:: Written problem ::
Copy out all the rows below, swapping each "Target" for "Object" and keeping everything else the same. Leave the pictures out of your answer.

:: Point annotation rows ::
# # # # # # #
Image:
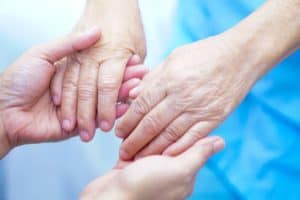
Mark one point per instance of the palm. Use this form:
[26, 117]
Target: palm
[28, 113]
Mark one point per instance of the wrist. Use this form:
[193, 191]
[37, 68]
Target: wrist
[109, 190]
[4, 144]
[267, 36]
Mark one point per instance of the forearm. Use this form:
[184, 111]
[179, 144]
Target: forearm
[114, 10]
[4, 144]
[268, 35]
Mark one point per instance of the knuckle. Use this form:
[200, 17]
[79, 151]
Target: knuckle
[107, 84]
[171, 134]
[151, 125]
[86, 92]
[70, 84]
[83, 121]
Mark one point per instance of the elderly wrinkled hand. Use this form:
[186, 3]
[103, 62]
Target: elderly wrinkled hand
[27, 114]
[184, 98]
[140, 179]
[92, 78]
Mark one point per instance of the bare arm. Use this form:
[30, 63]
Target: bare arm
[218, 71]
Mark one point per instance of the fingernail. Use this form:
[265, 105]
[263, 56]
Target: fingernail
[55, 100]
[84, 135]
[135, 92]
[91, 31]
[119, 134]
[66, 125]
[218, 145]
[124, 155]
[104, 125]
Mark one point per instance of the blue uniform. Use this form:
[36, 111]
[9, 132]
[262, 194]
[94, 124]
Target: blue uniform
[262, 156]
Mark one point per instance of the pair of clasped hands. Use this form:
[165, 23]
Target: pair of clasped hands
[36, 106]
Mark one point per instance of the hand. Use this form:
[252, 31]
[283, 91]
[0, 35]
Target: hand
[134, 72]
[93, 77]
[27, 114]
[185, 98]
[155, 177]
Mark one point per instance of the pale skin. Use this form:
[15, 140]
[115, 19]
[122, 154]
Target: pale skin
[27, 113]
[149, 179]
[200, 84]
[88, 83]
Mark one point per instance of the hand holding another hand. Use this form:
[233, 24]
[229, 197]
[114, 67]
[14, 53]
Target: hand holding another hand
[185, 98]
[92, 78]
[155, 177]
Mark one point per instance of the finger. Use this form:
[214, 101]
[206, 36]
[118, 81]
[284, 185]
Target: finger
[134, 60]
[121, 164]
[149, 127]
[148, 99]
[87, 101]
[57, 82]
[109, 82]
[196, 156]
[121, 109]
[63, 47]
[170, 135]
[196, 132]
[69, 95]
[137, 71]
[126, 87]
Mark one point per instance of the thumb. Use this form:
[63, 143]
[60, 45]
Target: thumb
[60, 48]
[196, 156]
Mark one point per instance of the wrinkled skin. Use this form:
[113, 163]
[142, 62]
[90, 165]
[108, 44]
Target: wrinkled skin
[93, 77]
[150, 179]
[27, 112]
[184, 99]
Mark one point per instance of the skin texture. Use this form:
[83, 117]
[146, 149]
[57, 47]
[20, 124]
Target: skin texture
[140, 178]
[200, 84]
[93, 78]
[27, 113]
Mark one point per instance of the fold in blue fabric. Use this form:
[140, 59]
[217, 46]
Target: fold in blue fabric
[261, 159]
# # # # # # #
:: Response for this exercise ::
Image:
Mark one point per instance of the palm. Use this form:
[26, 117]
Object: palm
[28, 113]
Mark one point per instance of the wrist. Use this form:
[193, 191]
[37, 68]
Object: wrist
[109, 190]
[4, 144]
[267, 36]
Mark one point per instance of the forearm. Use this form:
[184, 111]
[179, 144]
Object: forearm
[114, 10]
[4, 144]
[268, 35]
Mark one point per instance of the knuckle. Use this form:
[200, 17]
[79, 151]
Object: knuckle
[107, 84]
[171, 134]
[151, 125]
[86, 92]
[70, 84]
[83, 121]
Mark one point per instance of the elderly wrinkled hand. Use this form:
[186, 3]
[103, 62]
Object: elderly wrinkled hand
[27, 114]
[184, 98]
[140, 179]
[92, 78]
Mark one point per instance of the bare arm. Use this form:
[30, 63]
Object: bare arm
[218, 71]
Mark one point per instance of the fingernail. Use this form:
[265, 105]
[263, 56]
Object: fingernail
[55, 100]
[84, 135]
[135, 92]
[91, 31]
[119, 134]
[66, 125]
[218, 145]
[124, 155]
[104, 125]
Mark one point per instance of the blue uniform. Use this form:
[36, 111]
[9, 132]
[262, 194]
[94, 124]
Object: blue uniform
[262, 156]
Mark one point per instance of the pair of clasped hands. Use this form:
[165, 23]
Object: pair of clasped hands
[36, 106]
Mark one point per instance of the hand. Use this form:
[252, 31]
[283, 91]
[0, 35]
Object: hand
[134, 72]
[93, 77]
[27, 114]
[185, 98]
[155, 177]
Mark one point per instance of the pale skin. Use this form:
[15, 140]
[115, 19]
[122, 154]
Object: pale skin
[27, 113]
[149, 179]
[200, 84]
[88, 83]
Mark one point per instance of the hand holding another hand. Use this form:
[233, 24]
[229, 197]
[114, 67]
[14, 53]
Object: hand holding another hand
[185, 98]
[92, 78]
[155, 177]
Mark one point per instance of the finger. Use this form:
[214, 101]
[206, 36]
[118, 81]
[284, 185]
Object: finger
[134, 60]
[121, 164]
[149, 127]
[148, 99]
[87, 101]
[57, 82]
[109, 82]
[196, 156]
[121, 109]
[63, 47]
[170, 135]
[196, 132]
[69, 95]
[137, 71]
[126, 87]
Mark one point per instance of the thumb. Use this form:
[63, 143]
[60, 45]
Object: thumb
[60, 48]
[196, 156]
Mark one point per instance of the wrinkled skin. Use this form:
[113, 163]
[142, 62]
[90, 165]
[108, 44]
Object: wrinkled skin
[93, 77]
[150, 179]
[27, 112]
[184, 99]
Mark one point per instance of the skin texture. Use this form:
[83, 117]
[146, 149]
[57, 47]
[20, 124]
Object: skin texture
[140, 178]
[200, 84]
[93, 78]
[27, 113]
Mark one point per instance of the fold in blue fabric. Use this form:
[140, 59]
[217, 46]
Object: fold in blue fabric
[261, 159]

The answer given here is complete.